▸ Exercise description
All lines from the one containing "find boy's forehead" through the final line of the material below must appear exactly as they are, with nothing else.

▸ Supplied data
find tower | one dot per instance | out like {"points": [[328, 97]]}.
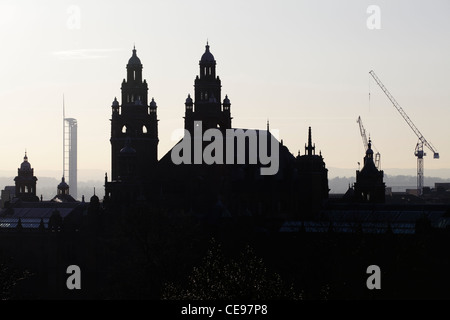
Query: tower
{"points": [[369, 185], [26, 182], [207, 106], [134, 123]]}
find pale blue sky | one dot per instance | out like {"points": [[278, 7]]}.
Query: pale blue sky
{"points": [[297, 63]]}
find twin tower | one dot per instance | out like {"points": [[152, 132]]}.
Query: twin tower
{"points": [[134, 123]]}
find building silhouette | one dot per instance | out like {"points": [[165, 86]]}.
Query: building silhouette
{"points": [[26, 182], [208, 190]]}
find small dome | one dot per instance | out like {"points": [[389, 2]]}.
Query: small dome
{"points": [[134, 60], [207, 56], [25, 166], [153, 104], [94, 199]]}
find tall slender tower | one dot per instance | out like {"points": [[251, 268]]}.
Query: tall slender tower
{"points": [[134, 125], [70, 127]]}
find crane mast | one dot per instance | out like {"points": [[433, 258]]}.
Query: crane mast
{"points": [[419, 151], [365, 142]]}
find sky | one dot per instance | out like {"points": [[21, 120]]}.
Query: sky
{"points": [[296, 63]]}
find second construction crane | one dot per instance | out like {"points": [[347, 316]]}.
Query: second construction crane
{"points": [[419, 153]]}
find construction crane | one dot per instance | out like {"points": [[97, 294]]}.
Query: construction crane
{"points": [[418, 152], [366, 144]]}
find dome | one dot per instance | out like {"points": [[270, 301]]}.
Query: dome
{"points": [[134, 60], [153, 104], [127, 148], [25, 166], [94, 199], [207, 56]]}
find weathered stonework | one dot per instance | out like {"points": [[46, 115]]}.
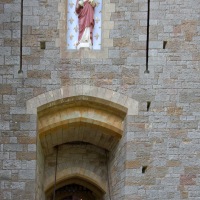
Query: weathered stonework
{"points": [[165, 138]]}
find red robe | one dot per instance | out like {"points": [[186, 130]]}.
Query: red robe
{"points": [[85, 18]]}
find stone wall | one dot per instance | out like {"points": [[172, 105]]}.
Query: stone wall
{"points": [[165, 138]]}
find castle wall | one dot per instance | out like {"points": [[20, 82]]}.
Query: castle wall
{"points": [[165, 138]]}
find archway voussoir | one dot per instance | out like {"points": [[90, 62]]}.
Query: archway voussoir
{"points": [[49, 96]]}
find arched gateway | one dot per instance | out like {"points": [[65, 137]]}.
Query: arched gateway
{"points": [[79, 129]]}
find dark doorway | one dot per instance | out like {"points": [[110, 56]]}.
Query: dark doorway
{"points": [[74, 192]]}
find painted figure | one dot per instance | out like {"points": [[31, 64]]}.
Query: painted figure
{"points": [[85, 11]]}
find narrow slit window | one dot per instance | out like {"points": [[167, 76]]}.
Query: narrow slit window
{"points": [[148, 105], [144, 168], [164, 44], [42, 45]]}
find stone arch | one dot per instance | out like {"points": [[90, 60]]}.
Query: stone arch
{"points": [[81, 113], [78, 113]]}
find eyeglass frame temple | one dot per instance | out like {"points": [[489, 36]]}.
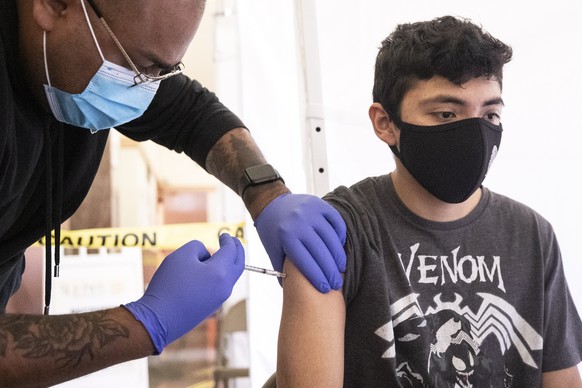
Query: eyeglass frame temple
{"points": [[138, 74]]}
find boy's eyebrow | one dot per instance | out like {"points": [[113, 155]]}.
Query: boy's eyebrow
{"points": [[447, 99]]}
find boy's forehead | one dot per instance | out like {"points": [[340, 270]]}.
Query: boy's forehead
{"points": [[439, 89]]}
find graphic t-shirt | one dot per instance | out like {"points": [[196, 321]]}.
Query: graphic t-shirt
{"points": [[477, 302]]}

▸ Exercise output
find boy's forehead | one dot per instance | out like {"points": [[340, 270]]}.
Query: boy's forehead
{"points": [[439, 89]]}
find graphic t-shirt | one dot per instance | out like {"points": [[196, 321]]}.
Query: graphic t-shirt
{"points": [[477, 302]]}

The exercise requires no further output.